Russell Coker: Sysadmin Skills and University Degrees

Wed, 2016-06-08 17:02

I think that a major deficiency in Computer Science degrees is the lack of sysadmin training.

Version Control

The first thing that needs to be added is the basics of version control. CVS (which is now regarded as obsolete) was initially released when I was in the first year of university. But SCCS and RCS had been in use for some time. I think that the people who designed my course were remiss in not adding any mention of version control (not even strategies for saving old versions of your work), one could say that they taught us about version control by letting us accidentally delete our assignments. :-#

If a course is aimed at just teaching programmers (as most CS degrees are) then version control for group assignments should be a standard part of the course. Having some marks allocated for the quality of comments in the commit log would also be good.

A modern CS degree should cover distributed version control, that means covering Git as it’s the most popular distributed version control system nowadays.

For people who want to work as sysadmins (as opposed to developers who run their own PCs) a course should have an optional subject for version control of an entire system. That includes tools like etckeeper for version control of system configuration and tools like Puppet for automated configuration and system maintenance.

SOURCE DATA
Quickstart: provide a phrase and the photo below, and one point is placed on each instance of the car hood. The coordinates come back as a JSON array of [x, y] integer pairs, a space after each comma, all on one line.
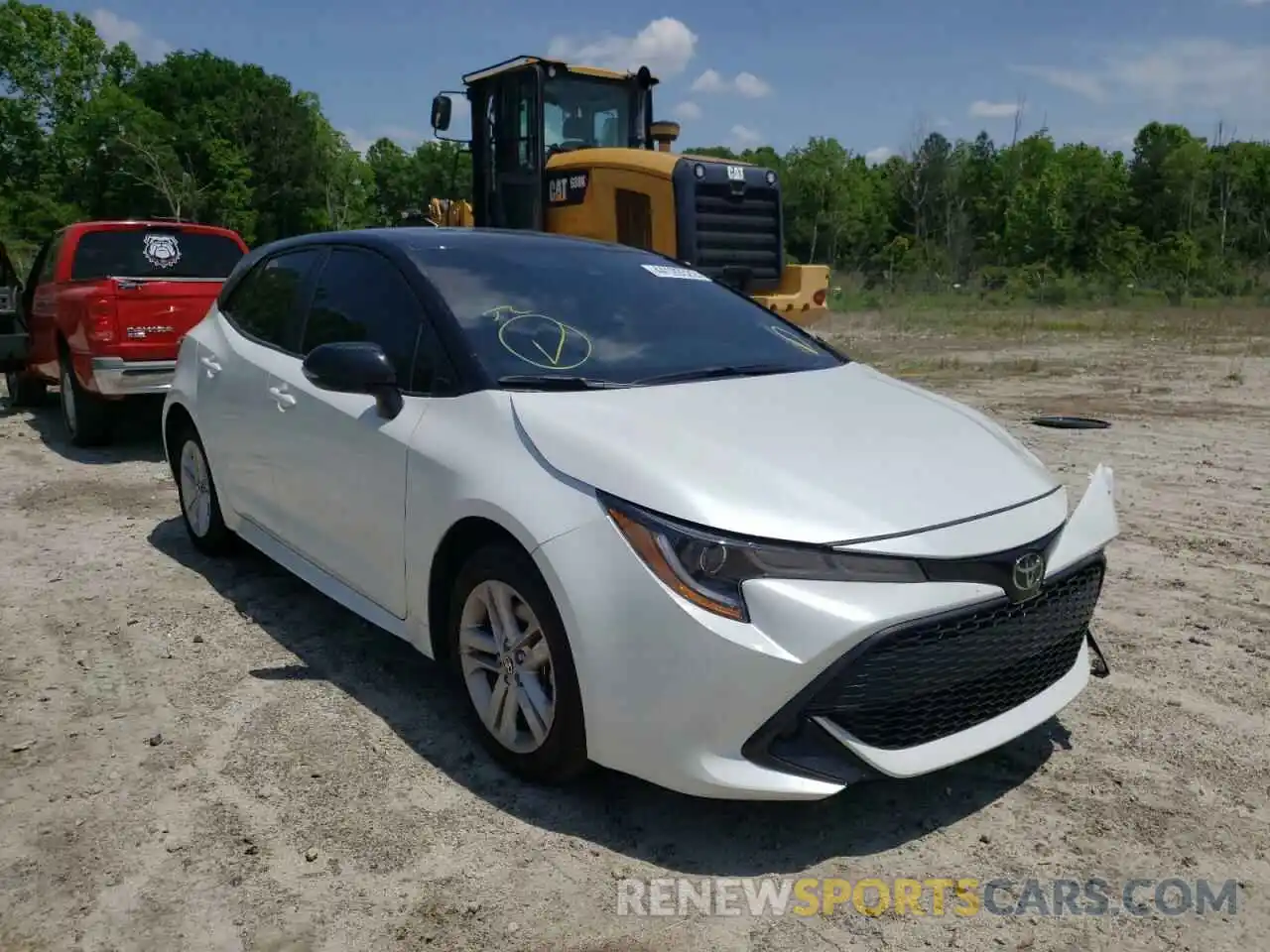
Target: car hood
[[824, 456]]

TO BE DONE
1: Copy from the post on sysadmin skills and university degrees everything from "If a course" down to "and system maintenance.".
2: Answer these from the post on sysadmin skills and university degrees:
(a) Which version control system was first released while the author was in the first year of university?
(b) Which system does the post call the most popular distributed version control system?
(c) Which tool does the post name for version control of system configuration?
3: Resume the post on sysadmin skills and university degrees after its last sentence, and write its next part.

OUTPUTS
1:
If a course is aimed at just teaching programmers (as most CS degrees are) then version control for group assignments should be a standard part of the course. Having some marks allocated for the quality of comments in the commit log would also be good.

A modern CS degree should cover distributed version control, that means covering Git as it’s the most popular distributed version control system nowadays.

For people who want to work as sysadmins (as opposed to developers who run their own PCs) a course should have an optional subject for version control of an entire system. That includes tools like etckeeper for version control of system configuration and tools like Puppet for automated configuration and system maintenance.

2:
(a) CVS
(b) Git
(c) etckeeper

3:
Dependencies

It’s quite reasonable for a CS degree to provide simplified problems for the students to solve so they can concentrate on one task. But in the real world the problems are more complex. One of the more difficult parts of managing real systems is dependencies. You have issues of header files etc at compile time and library versions at deployment. Often you need a program to run on systems with different versions of the OS which means making it compile for both and deal with differences in behaviour.

There are lots of hacky things that people do to deal with dependencies in systems. People link compiled programs statically, install custom versions of interpreters in user home directories or /usr/local for daemons, and do many other things. These things can have bad consequences including data loss, system downtime, and security problems. It’s not always wrong to do such things, but it’s something that should only be done with knowledge of the potential consequences and a plan for mitigating them. A CS degree should teach the potential advantages and disadvantages of these options to allow graduates to make informed decisions.

Backups

I’ve met many people who call themselves computer professionals and think that backups aren’t needed. I’ve seen production systems that were designed in a way that backups were impossible. The lack of backups is a serious problem for the entire industry.

Some lectures about backups could be part of a version control subject in a general CS degree. For a degree that majors in Sysadmin at least one subject about backups is appropriate.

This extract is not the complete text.